---- Texto da página

4. Arquitetura como Tecnologia de Projeto – O Meta- Projetado: a) preliminares; b) metaprojeto – metodologia de constituição estratégica; c) anteprojeto; d) desenvolvimento de conceitos; e) projeto; f) desenvolvimento de percurso técnico; g) realização.

5. Arquitetura como dramatização poética do programa de atividades e eventos: a) impermanência x essência; b) atividade – ativitema e sua métrica; c) matriz afetiva x matriz simbólica; d) percursos e violência – movimento, impacto e rumo; e) estética – percepção, ética e criatividade; f) ética e harmonia.

6. O projeto como planejamento estratégico (2) vertical: a) técnica construtiva x técnica de projeto; b) bias (parcialidade e tendenciosidade); c) sistemas de controle; d) metaprojetação e metaconstrução; e) processamento de atividades em simulação modelada.

7. Processo Executivo como Estratégia* Horizontal de Qualidades: a) técnica construtiva – qualidade componível; b) bias; c) sistemas de controle; d) integridade entre projeto e qualidades específicas; e) somatória das qualidades como resultante da somatória das expertises.

--------

__Partes do exercício__:
1 > Responda com base no texto sobre arquitetura:
(a) Qual é a última etapa listada no tópico 4?
(b) No tópico 5, o que se contrapõe a "impermanência"?
(c) Segundo o tópico 7, a somatória das qualidades resulta de quê?
2 > Escreva a parte seguinte do texto sobre arquitetura, começando após o último tópico apresentado.
Os itens que vêm a seguir não são necessários para este exercício.

---- Itens fornecidos

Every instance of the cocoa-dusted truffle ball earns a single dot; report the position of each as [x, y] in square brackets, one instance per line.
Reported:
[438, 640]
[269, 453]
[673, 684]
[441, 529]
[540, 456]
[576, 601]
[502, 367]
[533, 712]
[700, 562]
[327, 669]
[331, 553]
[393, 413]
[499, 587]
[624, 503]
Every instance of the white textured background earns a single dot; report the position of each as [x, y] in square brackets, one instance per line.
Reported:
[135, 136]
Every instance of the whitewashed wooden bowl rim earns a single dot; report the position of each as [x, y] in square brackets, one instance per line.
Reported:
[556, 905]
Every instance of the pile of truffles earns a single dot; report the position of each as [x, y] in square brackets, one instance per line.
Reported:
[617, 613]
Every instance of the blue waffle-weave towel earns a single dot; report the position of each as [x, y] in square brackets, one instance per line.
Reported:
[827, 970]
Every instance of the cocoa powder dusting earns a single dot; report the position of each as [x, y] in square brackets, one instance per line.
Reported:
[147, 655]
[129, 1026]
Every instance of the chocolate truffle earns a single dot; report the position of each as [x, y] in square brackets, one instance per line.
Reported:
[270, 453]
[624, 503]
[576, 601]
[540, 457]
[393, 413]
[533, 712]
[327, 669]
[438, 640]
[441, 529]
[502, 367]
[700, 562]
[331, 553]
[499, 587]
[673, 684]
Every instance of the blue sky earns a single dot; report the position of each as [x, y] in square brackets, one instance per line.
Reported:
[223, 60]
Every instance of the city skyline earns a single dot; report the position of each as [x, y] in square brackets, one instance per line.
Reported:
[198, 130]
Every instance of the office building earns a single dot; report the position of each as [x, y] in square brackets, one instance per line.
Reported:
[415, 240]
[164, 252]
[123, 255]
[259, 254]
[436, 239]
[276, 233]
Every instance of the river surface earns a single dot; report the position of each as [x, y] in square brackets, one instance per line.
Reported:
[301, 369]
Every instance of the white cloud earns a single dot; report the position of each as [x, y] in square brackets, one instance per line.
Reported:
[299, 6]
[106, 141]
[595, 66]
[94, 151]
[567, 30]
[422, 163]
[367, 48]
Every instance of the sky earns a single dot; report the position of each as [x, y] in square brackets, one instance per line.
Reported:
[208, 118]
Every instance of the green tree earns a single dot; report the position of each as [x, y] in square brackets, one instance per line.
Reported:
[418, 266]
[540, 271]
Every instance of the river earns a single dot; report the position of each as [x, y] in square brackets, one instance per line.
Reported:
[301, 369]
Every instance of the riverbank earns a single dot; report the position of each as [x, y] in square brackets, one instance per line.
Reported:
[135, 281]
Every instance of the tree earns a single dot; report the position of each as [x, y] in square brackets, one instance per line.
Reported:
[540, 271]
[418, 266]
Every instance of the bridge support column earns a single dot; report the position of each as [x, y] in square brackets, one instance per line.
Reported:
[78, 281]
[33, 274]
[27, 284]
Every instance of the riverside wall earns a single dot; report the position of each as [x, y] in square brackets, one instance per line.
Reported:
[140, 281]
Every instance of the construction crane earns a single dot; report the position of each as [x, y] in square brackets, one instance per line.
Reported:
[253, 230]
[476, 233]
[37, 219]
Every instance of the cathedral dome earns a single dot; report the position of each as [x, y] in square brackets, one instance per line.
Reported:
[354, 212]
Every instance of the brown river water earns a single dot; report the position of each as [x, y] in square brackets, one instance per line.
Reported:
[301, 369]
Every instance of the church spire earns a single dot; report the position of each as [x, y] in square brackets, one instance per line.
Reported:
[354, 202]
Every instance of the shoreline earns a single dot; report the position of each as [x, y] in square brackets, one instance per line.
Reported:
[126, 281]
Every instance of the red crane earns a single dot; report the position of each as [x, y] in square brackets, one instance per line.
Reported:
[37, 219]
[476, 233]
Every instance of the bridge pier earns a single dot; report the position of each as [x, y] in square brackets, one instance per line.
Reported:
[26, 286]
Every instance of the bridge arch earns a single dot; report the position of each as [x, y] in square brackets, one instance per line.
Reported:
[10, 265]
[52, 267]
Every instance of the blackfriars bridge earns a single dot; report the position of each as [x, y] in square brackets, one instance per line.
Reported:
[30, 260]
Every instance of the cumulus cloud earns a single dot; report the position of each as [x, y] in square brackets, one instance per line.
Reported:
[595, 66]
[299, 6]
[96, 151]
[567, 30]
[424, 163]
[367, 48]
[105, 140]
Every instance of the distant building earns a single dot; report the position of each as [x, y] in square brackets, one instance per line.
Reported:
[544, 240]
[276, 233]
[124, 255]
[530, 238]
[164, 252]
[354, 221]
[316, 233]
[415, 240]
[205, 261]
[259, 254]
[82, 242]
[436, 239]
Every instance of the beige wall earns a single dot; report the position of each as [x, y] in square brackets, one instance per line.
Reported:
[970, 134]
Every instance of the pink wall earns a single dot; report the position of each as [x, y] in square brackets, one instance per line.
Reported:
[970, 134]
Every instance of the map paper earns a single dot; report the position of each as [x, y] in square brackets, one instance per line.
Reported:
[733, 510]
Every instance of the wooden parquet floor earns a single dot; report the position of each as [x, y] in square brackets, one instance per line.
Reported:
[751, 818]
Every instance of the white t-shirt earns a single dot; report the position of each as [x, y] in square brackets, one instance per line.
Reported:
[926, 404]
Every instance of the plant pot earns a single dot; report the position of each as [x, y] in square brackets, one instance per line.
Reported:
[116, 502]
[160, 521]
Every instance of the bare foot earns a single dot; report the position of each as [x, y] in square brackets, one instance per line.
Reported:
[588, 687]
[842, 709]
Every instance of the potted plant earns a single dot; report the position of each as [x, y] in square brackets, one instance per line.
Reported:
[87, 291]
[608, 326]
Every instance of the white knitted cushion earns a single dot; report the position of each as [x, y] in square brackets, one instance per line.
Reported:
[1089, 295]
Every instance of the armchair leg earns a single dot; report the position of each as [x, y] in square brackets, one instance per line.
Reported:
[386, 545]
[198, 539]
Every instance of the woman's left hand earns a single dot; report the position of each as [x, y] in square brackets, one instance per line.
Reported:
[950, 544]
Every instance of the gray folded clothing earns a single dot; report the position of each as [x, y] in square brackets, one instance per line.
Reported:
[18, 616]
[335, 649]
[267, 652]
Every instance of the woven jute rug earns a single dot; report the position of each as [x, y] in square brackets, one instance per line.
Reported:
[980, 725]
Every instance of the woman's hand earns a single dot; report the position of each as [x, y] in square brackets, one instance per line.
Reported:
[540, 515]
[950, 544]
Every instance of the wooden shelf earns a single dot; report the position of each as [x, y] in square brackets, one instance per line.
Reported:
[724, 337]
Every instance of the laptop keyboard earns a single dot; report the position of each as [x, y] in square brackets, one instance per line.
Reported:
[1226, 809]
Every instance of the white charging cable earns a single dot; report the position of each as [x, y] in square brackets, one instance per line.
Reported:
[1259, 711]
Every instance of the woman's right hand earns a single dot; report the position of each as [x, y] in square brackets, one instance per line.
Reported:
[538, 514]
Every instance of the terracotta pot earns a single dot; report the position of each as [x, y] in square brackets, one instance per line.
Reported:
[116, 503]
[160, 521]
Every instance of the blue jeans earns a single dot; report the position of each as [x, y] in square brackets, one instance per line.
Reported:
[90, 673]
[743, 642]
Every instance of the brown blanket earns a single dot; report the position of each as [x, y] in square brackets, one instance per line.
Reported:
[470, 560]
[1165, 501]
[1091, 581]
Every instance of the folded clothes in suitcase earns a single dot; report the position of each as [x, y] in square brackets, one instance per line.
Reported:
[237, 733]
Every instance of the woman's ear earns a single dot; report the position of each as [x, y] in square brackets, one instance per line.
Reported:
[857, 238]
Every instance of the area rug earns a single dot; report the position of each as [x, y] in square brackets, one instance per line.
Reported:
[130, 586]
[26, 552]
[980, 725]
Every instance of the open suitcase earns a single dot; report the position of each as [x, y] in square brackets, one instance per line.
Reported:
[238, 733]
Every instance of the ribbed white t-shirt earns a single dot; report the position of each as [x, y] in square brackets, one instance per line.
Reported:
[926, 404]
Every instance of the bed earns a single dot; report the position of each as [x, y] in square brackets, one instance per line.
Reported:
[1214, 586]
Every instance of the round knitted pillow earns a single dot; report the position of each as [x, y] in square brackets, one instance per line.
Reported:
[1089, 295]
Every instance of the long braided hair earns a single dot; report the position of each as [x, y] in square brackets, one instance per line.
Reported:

--------

__Respostas__:
1 >
(a) Realização.
(b) Essência.
(c) Da somatória das expertises.

2 >
8. Abordagem Escalar como Transientes Infinitos: a) as escalas intra e extra-ordem de grandeza; b) a interatividade permeante das características dos processos;c) a escala do tempo; d) a escala estética; e) a escala ética.

9. Produção de Significado através de Significantes Culturais: a) sintaxe tipológica; b) sintaxe simbólica; c) sintaxe tecnológica; d) bias.

10. Apropriação do Ambiente como Articulação Espacial. Projeto como manipulação topológica (toposófica – arquitetura), por exemplo: a) relações (contigüidade, alternância, proximidade e distância); b) dos atributos do espaço (“largo” x “estreito”, “espaçoso” x “apertado”, “luminoso” x “sombrio”, “denso” x “rarefeito” e “acelerado” x “estático”).

Montabilidade, conectibilidade e sustentabilidade

Elegi começar por um dos princípios mais estratégicos (outros são mais táticos) e que ao mesmo tempo evoca preocupações que transcendem o exercício do projeto arquitetônico. São as questões pertinentes ao conceito da sustentabilidade.

O tripé da economia de processo

Para eleger este trio de habilidades como princípio de operação de projeto, é necessário compreender seu corolário – o que se monta, para mudar, se desmonta. O que se constrói, a princípio, para mudar, se destrói.

Nesta frase se apresentam os três elementos e sua inter-relação.

Montar pressupõe associar partes em alguma configuração complexa, mantendo-se algo da identidade prévia dos elementos em situação manifesta, com a possibilidade de retorna-los a esta mesma identidade em caso de reconfiguração.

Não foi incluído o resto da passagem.